Rows>
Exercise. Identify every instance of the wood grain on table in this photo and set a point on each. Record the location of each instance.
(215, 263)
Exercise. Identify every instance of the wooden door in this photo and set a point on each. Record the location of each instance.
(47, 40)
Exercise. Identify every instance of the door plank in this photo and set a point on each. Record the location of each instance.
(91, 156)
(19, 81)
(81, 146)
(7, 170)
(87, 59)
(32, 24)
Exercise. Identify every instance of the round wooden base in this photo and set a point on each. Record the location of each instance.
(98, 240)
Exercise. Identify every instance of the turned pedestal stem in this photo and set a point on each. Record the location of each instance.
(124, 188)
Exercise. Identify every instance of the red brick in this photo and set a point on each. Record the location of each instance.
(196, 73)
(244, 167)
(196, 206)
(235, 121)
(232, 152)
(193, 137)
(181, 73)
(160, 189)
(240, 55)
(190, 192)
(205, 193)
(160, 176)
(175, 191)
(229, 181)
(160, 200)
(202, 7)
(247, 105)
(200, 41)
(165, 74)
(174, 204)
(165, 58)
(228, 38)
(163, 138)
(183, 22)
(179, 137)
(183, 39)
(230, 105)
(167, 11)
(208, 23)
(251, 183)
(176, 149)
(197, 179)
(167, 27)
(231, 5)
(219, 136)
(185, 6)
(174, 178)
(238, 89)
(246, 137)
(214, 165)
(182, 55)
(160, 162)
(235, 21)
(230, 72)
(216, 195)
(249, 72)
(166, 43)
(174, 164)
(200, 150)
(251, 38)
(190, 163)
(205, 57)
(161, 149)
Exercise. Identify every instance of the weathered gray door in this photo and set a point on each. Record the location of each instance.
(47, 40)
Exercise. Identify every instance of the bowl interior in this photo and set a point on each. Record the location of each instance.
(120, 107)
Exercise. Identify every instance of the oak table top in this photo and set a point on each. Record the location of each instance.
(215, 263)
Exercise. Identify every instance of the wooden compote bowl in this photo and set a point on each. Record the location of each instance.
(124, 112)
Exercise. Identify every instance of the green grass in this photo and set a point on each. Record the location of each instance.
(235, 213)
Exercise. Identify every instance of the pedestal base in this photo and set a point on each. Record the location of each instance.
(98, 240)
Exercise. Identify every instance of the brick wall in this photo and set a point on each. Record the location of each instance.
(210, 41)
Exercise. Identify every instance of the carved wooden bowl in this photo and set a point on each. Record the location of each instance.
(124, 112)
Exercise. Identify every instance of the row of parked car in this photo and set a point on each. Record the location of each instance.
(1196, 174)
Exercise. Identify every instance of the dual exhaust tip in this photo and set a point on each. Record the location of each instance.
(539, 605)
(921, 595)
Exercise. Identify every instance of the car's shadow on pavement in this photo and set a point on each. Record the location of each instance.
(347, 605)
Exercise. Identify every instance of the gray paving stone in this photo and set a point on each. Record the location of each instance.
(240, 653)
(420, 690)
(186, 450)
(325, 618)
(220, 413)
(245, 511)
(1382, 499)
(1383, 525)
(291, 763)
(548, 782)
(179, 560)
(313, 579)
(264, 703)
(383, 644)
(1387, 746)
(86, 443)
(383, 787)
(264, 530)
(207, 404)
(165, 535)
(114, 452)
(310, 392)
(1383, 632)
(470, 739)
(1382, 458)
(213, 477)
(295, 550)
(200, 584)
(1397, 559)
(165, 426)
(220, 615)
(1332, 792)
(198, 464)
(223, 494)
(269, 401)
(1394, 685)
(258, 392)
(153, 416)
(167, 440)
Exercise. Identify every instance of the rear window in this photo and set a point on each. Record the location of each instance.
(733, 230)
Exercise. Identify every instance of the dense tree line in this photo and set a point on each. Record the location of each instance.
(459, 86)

The problem> Rescale the listing from the line containing "Exercise. Identify every instance of the rear" through its final line, both ends included. Copy every line, requests unchanged, and multiply each point coordinate by 2.15, rounding to whole numbers with halves rounded up.

Reply to the exercise>
Exercise. Identify every instance of the rear window in this photo and set a point on each. Record the location of each instance.
(1576, 495)
Exercise. Identify every instance of the dense tree line in this photo and set a point on each. Record the location of each instance.
(987, 185)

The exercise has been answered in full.